Document extract:
───

Day of Mourning is the fourth studio album by Canadian deathcore band Despised Icon. It was released September 22, 2009 through Century Media Records. The album is featured in four different editions, including; the standard, the United States exclusive Hot Topic edition, the Europe Exclusive LTD digipak edition, the iTunes edition and the Japanese edition.

Background
Day of Mourning was recorded during early 2009 at  Projecson Recording Studio and was produced by their former guitarist, Yannick, St-Amand and was mixed by Andreas Magnusson and mastered by Alan Douches. The album marks the first Despised Icon release to feature guitarist Ben Landreville and bassist Max Lavelle in the band.

The song "MVP" was released as the album's first single on July 17, 2009. The title track was released as the album's second single and had a music video produced for it which was directed by Montreal hip hop video production company, Kartel Films. The song "Day of Mourning" is also featured as downloadable content for the Rock Band video games via the Rock Band Network.

Reception

The album reached number 162 on the Billboard 200 and number 6 on the Billboard Top Heatseekers, selling 3,000 copies its first week of release.

Track listing

Credits
Writing, performance and production credits are adapted from the album liner notes.

───

Rewrite the Day of Mourning article between "The album reached" and "album liner notes.", inclusive, substituting "units" for "copies".

Information shown:
───

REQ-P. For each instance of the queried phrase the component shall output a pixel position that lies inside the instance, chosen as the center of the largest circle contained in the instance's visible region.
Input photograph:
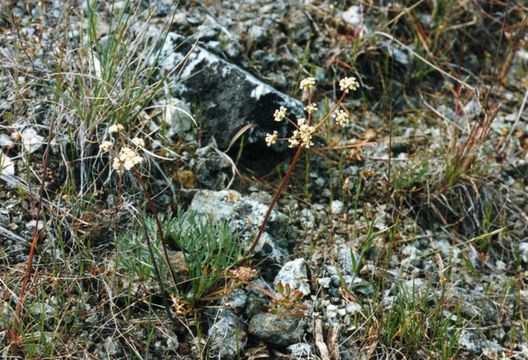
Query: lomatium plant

───

Task solution:
The album reached number 162 on the Billboard 200 and number 6 on the Billboard Top Heatseekers, selling 3,000 units its first week of release.

Track listing

Credits
Writing, performance and production credits are adapted from the album liner notes.